出典文書:

########################################

1892年の創業以来、ゼネラル・エレクトリック(以下GE)は米国そのものを代表する企業でした。「偉大な経営者」と称されたジャック・ウェルチ氏のCEO就任以降は、官僚主義の排除、品質管理の徹底などの経営改革を進め、金融やメディアへの進出でも成功を収めます。同氏が就任した1981年から2000年にかけて売上は5倍以上、株価は40倍以上に上昇しました。
しかし『GE帝国盛衰史』によれば、その輝かしい業績の裏では、金融子会社の資産売却による利益操作や将来収入の前倒し計上など、数値目標達成への帳尻合わせが社内にまん延していました。ウェルチ氏の後継者たちはそうした体質からの脱却を図りますが、リーマン・ショックでは政府の救済を受けるほどの資金不足に陥ります。その後も家電や金融から撤退する「選択と集中」を進めましたが、業績は低迷し続け、ついに2021年11月、同社はエネルギー、ヘルスケア、航空部門の3分割による事業の簡素化と負債圧縮を図る計画を発表しました。

########################################

データ抜粋:
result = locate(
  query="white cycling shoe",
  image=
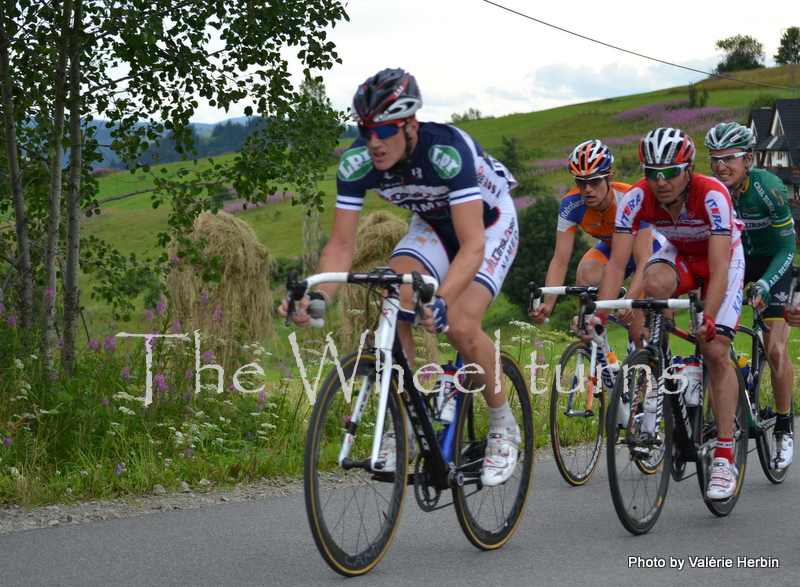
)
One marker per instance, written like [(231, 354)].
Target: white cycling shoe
[(502, 453)]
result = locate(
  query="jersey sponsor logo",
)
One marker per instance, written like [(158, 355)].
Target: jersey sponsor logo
[(355, 164), (446, 160)]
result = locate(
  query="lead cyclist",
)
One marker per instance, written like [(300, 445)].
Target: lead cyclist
[(464, 232)]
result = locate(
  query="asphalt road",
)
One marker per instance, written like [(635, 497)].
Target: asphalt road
[(569, 536)]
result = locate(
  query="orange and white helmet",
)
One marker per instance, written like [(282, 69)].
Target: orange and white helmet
[(590, 158)]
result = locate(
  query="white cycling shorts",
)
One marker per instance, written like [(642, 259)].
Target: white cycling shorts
[(424, 244)]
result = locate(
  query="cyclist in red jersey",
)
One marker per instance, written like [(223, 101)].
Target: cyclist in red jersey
[(592, 205), (694, 214)]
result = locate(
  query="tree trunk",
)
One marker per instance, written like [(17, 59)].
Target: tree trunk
[(22, 263), (72, 299), (54, 211)]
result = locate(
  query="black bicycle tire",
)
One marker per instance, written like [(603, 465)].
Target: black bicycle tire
[(634, 488), (722, 508), (764, 437), (576, 441), (365, 552), (509, 499)]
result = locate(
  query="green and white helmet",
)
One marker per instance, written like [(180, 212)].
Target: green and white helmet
[(730, 135)]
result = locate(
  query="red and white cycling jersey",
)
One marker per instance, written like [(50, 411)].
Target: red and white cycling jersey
[(706, 211)]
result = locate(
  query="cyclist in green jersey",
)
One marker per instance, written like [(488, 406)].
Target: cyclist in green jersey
[(759, 198)]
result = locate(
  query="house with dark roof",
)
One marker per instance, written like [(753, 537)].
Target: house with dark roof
[(777, 149)]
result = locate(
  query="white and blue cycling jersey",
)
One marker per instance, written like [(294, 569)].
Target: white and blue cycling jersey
[(446, 168)]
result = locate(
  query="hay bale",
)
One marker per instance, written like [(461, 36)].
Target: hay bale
[(243, 296), (378, 234)]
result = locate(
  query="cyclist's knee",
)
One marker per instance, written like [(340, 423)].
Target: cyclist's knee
[(590, 272), (660, 280)]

########################################

問題と課題:
(1) 出典文書に出てくる西暦の年をすべて、登場する順に挙げてください。
(2) 記録の先頭の行から始め、「552), (509, 499)]」を含む行までを、「cyclist」を「rider」に置き換えて更新してください。ほかの部分はそのままにし、画像は含めないでください。
出典文書と記録は、それぞれ別の出どころから取られたものです。

課題別の解答:
(1) 1892年、1981年、2000年、2021年

(2)
result = locate(
  query="white cycling shoe",
  image=
)
One marker per instance, written like [(231, 354)].
Target: white cycling shoe
[(502, 453)]
result = locate(
  query="jersey sponsor logo",
)
One marker per instance, written like [(158, 355)].
Target: jersey sponsor logo
[(355, 164), (446, 160)]
result = locate(
  query="lead rider",
)
One marker per instance, written like [(300, 445)].
Target: lead rider
[(464, 232)]
result = locate(
  query="asphalt road",
)
One marker per instance, written like [(635, 497)].
Target: asphalt road
[(569, 536)]
result = locate(
  query="orange and white helmet",
)
One marker per instance, written like [(282, 69)].
Target: orange and white helmet
[(590, 158)]
result = locate(
  query="white cycling shorts",
)
One marker per instance, written like [(642, 259)].
Target: white cycling shorts
[(424, 244)]
result = locate(
  query="rider in red jersey",
)
One marker per instance, written like [(223, 101)].
Target: rider in red jersey
[(592, 205), (694, 214)]
result = locate(
  query="tree trunk",
)
One marker per instance, written like [(17, 59)].
Target: tree trunk
[(22, 263), (72, 299), (54, 211)]
result = locate(
  query="black bicycle tire",
)
One marker per instance, written like [(603, 465)].
Target: black bicycle tire
[(634, 488), (722, 508), (764, 437), (576, 441), (365, 552), (509, 499)]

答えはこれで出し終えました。